Reproduce every one of the entries below line for line, without alteration, and leave the pictures out of your output.

Exercise materials |
----

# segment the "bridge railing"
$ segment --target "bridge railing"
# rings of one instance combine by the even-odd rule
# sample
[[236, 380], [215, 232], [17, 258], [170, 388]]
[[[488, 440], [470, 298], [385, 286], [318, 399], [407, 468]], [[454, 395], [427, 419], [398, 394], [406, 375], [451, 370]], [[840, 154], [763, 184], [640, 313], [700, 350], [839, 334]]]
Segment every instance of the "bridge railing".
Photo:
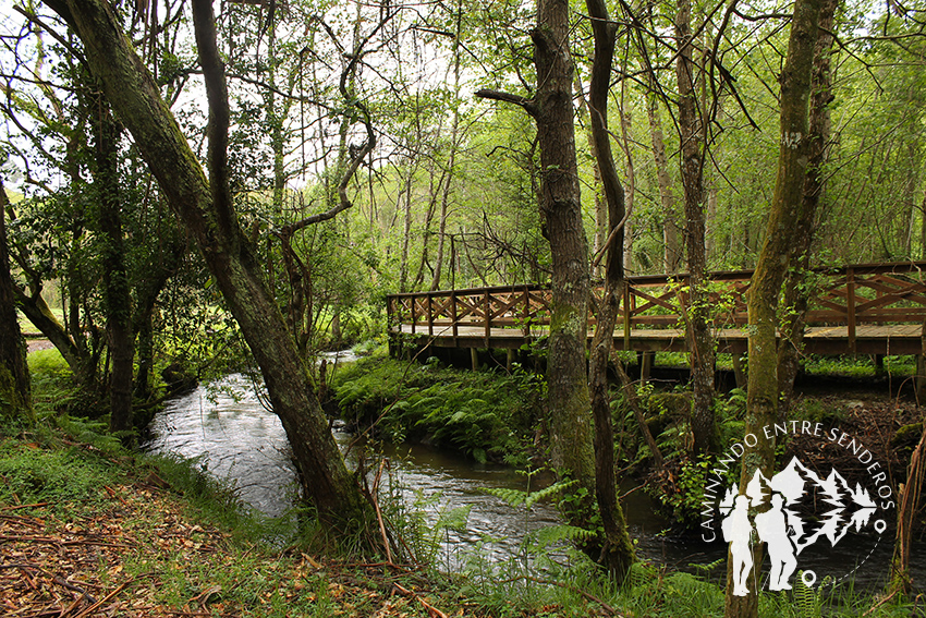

----

Result |
# segment the "bridge railing"
$ segment --target "bridge railing"
# rings of one instance combine by the even-odd rule
# sample
[[236, 380], [215, 232], [17, 258], [170, 388]]
[[[488, 440], [470, 298], [385, 286], [318, 399], [407, 468]], [[454, 395], [427, 419], [398, 394], [406, 375], [451, 370]], [[840, 154], [763, 184], [640, 313], [700, 350], [839, 334]]]
Segment every instance of the "bridge railing".
Photo:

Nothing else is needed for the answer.